**STATED EXERCISE**
Pull out each line in the records below that contains the word "tail".
BEGIN
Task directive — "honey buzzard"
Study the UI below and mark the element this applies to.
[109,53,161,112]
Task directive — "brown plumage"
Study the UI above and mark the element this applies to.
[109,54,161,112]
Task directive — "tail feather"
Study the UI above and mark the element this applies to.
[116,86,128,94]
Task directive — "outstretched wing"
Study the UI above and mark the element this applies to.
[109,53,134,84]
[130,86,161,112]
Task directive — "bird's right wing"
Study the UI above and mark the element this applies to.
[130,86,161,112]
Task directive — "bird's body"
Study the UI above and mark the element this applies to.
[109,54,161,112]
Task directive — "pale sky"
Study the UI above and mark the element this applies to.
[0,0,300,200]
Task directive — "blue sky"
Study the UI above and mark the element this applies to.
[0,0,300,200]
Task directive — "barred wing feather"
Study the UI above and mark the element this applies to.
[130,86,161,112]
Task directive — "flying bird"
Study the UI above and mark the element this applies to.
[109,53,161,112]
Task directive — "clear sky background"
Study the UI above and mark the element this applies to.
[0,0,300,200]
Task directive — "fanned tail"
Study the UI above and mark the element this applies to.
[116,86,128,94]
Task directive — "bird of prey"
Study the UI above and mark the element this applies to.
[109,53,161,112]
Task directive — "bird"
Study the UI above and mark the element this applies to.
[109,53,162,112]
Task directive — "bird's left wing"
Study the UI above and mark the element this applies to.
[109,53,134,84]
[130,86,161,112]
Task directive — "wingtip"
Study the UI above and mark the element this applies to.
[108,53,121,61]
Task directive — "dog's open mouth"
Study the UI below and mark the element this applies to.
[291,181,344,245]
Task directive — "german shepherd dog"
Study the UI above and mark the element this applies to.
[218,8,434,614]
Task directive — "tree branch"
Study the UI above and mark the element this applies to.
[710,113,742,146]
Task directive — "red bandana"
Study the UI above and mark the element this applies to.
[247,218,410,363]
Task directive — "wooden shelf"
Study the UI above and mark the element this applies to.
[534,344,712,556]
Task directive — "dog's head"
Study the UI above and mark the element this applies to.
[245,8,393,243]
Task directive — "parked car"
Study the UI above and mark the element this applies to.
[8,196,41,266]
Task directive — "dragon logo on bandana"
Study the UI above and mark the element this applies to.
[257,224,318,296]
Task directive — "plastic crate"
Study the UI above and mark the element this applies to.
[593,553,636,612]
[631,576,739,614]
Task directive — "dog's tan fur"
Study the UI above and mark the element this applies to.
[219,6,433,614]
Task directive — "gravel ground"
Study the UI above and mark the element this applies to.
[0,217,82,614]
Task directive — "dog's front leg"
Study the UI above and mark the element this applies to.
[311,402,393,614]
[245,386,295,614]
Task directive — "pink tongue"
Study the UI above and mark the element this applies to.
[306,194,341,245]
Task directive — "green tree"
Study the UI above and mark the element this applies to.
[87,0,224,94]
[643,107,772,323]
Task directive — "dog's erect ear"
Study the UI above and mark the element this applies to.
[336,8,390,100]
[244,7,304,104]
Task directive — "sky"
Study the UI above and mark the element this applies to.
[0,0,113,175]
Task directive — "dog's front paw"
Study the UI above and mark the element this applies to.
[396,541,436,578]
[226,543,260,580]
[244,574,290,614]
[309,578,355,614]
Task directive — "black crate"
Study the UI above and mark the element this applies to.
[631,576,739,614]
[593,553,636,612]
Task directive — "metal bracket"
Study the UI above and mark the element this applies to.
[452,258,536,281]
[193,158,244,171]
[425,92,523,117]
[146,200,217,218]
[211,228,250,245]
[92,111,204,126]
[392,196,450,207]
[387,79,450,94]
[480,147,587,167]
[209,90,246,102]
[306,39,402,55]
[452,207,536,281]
END
**WRITTEN SOLUTION**
Task directive — "tail feather"
Task directive — "fanned tail"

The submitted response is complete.